_WHAT YOU ARE ASKED TO DO_
The lines to return are the one containing "[point] at the woman's" and all that follow it in the entries below, duplicated exactly and nothing else.

_RECORDS SUPPLIED_

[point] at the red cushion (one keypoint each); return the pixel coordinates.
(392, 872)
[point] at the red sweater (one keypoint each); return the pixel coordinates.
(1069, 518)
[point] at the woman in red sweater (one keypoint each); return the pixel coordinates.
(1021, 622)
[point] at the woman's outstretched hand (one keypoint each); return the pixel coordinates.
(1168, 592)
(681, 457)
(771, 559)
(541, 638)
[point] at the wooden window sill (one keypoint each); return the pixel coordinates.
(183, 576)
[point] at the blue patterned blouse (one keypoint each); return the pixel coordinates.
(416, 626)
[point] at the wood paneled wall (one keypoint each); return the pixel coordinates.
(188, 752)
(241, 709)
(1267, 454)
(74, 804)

_ANSWER SECTION_
[point] at the woman's outstretched hand (one keypoint each); return the pixel coordinates.
(1168, 592)
(681, 457)
(771, 559)
(541, 638)
[point] at the wooden window sill (one keypoint each); return the pixel coordinates.
(183, 576)
[point] at the blue patterned blouse (one keypoint each); return the pixel coordinates.
(416, 626)
[point] at the wood paneled wall (one keypoint each); return the pixel coordinates.
(188, 752)
(241, 709)
(1267, 454)
(74, 804)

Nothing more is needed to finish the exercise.